ARBEITSAUFTRÄGE:
A. Um wie viel Prozent wollte Österreich laut dem Text über Österreichs Klimaziele im NEKP 2019 seine Treibhausgasemissionen bis 2030 gegenüber 2005 senken?
B. Führe den Text über Österreichs Klimaziele im Anschluss an seinen letzten Satz weiter.

Doch nun scheint sich Ungarn plötzlich als EU-Musterschüler hervorzutun. Und zwar ausgerechnet in einem Fach, in dem Österreich diesen Status gern selbst für sich beansprucht: dem Klimaschutz.


Seit Jahren wissen die EU-Mitgliedsstaaten, dass sie ihre Hausaufgaben erledigen müssen. Jetzt steht eine wichtige Deadline an: „Bis zum 30. Juni 2023 werden die Mitgliedstaaten der Kommission gemäß Artikel 14 der Governance-Verordnung Entwürfe aktualisierter Nationaler Energie- und Klimapläne (NEKP) vorlegen“, heißt es auf der Webseite der EU-Kommission. Die Aussage zeugt von großem Optimismus seitens der Institution. Doch der ist – zumindest was Österreich betrifft – unbegründet.


Im NEKP 2019, damals noch unter der von Brigitte Bierlein geführten Expertenregierung, verpflichtete sich Österreich, die Emissionen von Treibhausgasen (THG) bis zum Jahr 2030 um 36 Prozent gegenüber dem Jahr 2005 zu reduzieren. Doch mit ihrem „Fit for 55“-Paket hat die EU-Kommission 2021 die Klimaziele weiter verschärft. Nun muss Österreich nachbessern.

Rauchende Köpfe


Um das neue EU-Ziel zu erreichen, braucht es eine Reduktion um 48 Prozent bis 2030 gegenüber 2005: Weil damals noch 56,2 Millionen Tonnen CO2-Äquivalent ausgestoßen wurden, bedeutet das eine Reduktion von rund 27 Millionen Tonnen bis zur Bilanz von 2030. Erlaubt ist dann noch der Ausstoß von 29 Millionen Tonnen.

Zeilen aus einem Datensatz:

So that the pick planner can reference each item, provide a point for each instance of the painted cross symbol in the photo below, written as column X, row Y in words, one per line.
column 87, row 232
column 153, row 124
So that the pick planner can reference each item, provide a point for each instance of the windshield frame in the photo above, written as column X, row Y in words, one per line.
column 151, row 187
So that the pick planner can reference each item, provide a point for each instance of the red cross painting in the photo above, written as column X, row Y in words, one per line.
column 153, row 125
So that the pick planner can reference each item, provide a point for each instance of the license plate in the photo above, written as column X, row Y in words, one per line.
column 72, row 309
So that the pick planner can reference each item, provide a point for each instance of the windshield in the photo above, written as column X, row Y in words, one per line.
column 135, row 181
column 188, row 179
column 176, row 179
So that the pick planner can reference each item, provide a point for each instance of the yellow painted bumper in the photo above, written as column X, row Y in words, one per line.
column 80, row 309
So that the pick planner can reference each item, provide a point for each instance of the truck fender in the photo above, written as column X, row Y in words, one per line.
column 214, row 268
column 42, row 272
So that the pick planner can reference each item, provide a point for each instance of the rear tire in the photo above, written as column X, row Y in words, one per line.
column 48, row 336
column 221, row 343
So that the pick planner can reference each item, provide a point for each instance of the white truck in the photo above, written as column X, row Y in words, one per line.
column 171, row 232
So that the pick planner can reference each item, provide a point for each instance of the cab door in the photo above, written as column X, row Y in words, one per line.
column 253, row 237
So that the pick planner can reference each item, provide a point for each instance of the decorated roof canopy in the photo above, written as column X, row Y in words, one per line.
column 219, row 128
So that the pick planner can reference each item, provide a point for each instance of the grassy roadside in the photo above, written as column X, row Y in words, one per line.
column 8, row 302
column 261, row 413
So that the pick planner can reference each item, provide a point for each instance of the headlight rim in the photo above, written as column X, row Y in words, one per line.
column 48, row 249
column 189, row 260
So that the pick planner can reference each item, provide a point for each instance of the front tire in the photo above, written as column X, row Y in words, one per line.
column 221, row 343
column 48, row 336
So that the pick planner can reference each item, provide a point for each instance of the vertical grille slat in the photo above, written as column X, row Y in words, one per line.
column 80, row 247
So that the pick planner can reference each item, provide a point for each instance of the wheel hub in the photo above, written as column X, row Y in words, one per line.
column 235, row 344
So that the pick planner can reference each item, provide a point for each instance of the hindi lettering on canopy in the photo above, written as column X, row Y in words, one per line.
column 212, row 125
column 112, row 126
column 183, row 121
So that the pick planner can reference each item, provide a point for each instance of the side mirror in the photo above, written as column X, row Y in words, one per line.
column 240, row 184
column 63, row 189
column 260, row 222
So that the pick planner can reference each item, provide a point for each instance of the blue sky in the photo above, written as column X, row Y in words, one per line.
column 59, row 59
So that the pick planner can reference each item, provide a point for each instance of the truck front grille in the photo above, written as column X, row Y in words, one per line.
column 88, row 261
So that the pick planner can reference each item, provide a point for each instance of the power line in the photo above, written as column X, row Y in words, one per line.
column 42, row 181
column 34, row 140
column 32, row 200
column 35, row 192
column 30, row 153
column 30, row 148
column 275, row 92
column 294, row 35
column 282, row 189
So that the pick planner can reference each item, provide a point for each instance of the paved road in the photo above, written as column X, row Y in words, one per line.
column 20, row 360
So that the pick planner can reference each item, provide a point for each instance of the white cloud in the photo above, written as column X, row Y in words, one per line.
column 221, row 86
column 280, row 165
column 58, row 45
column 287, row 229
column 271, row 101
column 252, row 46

LÖSUNGEN ZUR ÜBUNG:
A. Um 36 Prozent.

B.
Wie das gelingen soll, muss Österreich gegenüber der Kommission plausibel darstellen. Und während Kinder und Jugendliche in die Ferien entlassen werden, rauchen im Bundesministerium für Klimaschutz, Umwelt und Energie noch die Köpfe. Doch so viel ist mittlerweile klar: Die Abgabefrist 30. Juni verstreicht, ohne dass Brüssel ein entsprechendes Dokument aus Österreich erreicht.


„Die Arbeiten zur Erstellung des nationalen Energie- und Klimaplans laufen. Sobald sie abgeschlossen sind, werden wir die Ergebnisse präsentieren und die vorgesehene öffentliche Konsultation starten“, heißt es dazu gegenüber profil aus dem Klimaschutzministerium. Bei einer Auftaktveranstaltung kommende Woche sollen die Pläne der Öffentlichkeit präsentiert werden. Ab dann können alle relevanten Stakeholder, also Organisationen der Zivilgesellschaft, lokale Gebietskörperschaften, Sozialpartner und Vertreter der Wirtschaft, ihre Stellungnahmen einbringen. Dieser Konsultationsprozess hätte freilich schon vor der genannten Deadline abgeschlossen werden sollen. Und so wird es wohl bis in den September dauern,  bis Österreich der EU-Kommission einen aktualisierten Entwurf übermitteln kann.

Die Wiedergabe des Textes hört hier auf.